» **GIVEN EXERCISE**: The entries below should be quoted exactly, with no pictures carried over.

» **MATERIAL FOR THE TASK**:
— Start —
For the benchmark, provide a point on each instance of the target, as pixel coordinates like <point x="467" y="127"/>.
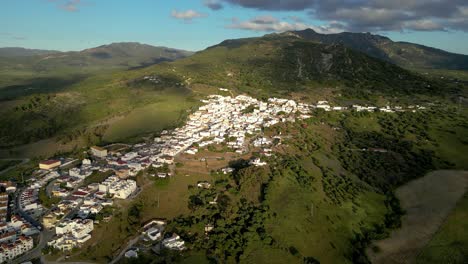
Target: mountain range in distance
<point x="132" y="54"/>
<point x="125" y="55"/>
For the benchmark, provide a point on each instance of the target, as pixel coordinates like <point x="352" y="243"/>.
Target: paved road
<point x="23" y="161"/>
<point x="129" y="245"/>
<point x="36" y="252"/>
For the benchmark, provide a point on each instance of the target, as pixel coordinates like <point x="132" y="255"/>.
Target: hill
<point x="405" y="54"/>
<point x="106" y="57"/>
<point x="263" y="67"/>
<point x="282" y="64"/>
<point x="22" y="52"/>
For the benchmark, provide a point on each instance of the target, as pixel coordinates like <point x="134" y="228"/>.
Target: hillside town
<point x="236" y="122"/>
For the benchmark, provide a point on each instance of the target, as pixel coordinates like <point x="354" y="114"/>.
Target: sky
<point x="197" y="24"/>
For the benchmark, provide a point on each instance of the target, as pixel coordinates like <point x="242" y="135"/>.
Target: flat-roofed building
<point x="99" y="152"/>
<point x="49" y="164"/>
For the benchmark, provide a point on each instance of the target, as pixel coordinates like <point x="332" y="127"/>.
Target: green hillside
<point x="263" y="67"/>
<point x="22" y="67"/>
<point x="401" y="53"/>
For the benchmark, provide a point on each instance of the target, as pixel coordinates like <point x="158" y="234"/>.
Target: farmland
<point x="427" y="202"/>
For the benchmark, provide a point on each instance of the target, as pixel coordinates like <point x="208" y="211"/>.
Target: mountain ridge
<point x="404" y="54"/>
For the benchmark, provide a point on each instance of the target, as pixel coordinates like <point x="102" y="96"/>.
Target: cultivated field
<point x="427" y="202"/>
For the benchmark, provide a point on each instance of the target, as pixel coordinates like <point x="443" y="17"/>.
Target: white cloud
<point x="187" y="15"/>
<point x="272" y="24"/>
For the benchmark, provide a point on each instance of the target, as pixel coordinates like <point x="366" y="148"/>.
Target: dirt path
<point x="427" y="202"/>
— End —
» **SOLUTION FOR THIS PROBLEM**:
For the benchmark, provide a point on each instance of the target, as pixel coordinates like <point x="467" y="127"/>.
Target: mountain range in distance
<point x="132" y="54"/>
<point x="125" y="55"/>
For the benchmark, provide a point on each instance of the target, as pixel coordinates like <point x="352" y="243"/>.
Target: paved road
<point x="23" y="161"/>
<point x="129" y="245"/>
<point x="36" y="252"/>
For the benchmark, provide a point on each instance of the target, as pixel coordinates like <point x="132" y="255"/>.
Target: hill
<point x="405" y="54"/>
<point x="106" y="57"/>
<point x="263" y="67"/>
<point x="282" y="64"/>
<point x="22" y="52"/>
For the benchmark, provide a point on each instance of the target, as pixel coordinates like <point x="134" y="228"/>.
Target: hillside town
<point x="236" y="122"/>
For the benchmark, provide a point on each instance of the target, as pixel coordinates like <point x="354" y="114"/>.
Target: sky
<point x="197" y="24"/>
For the benchmark, provide a point on each instance of the target, as pixel coordinates like <point x="242" y="135"/>.
Target: flat-roofed building
<point x="99" y="152"/>
<point x="49" y="164"/>
For the benchmark, provide a point on each instance of the target, as pixel coordinates like <point x="332" y="127"/>.
Target: green hillside
<point x="263" y="67"/>
<point x="22" y="67"/>
<point x="401" y="53"/>
For the benchmark, provide a point on each instance of the target, as pixel coordinates like <point x="158" y="234"/>.
Target: farmland
<point x="427" y="202"/>
For the benchmark, provide a point on each instance of the target, as pixel coordinates like <point x="208" y="211"/>.
Target: mountain ridge
<point x="404" y="54"/>
For the benchmark, provide a point on each instance of the target, as pixel coordinates like <point x="102" y="96"/>.
Target: cultivated field
<point x="427" y="202"/>
For the benchmark, provide a point on each instance of the target, as pixel coordinates like <point x="443" y="17"/>.
Target: white cloud
<point x="187" y="15"/>
<point x="272" y="24"/>
For the benchmark, provide a point on each instance of the target, as pixel coordinates like <point x="366" y="148"/>.
Target: dirt path
<point x="427" y="202"/>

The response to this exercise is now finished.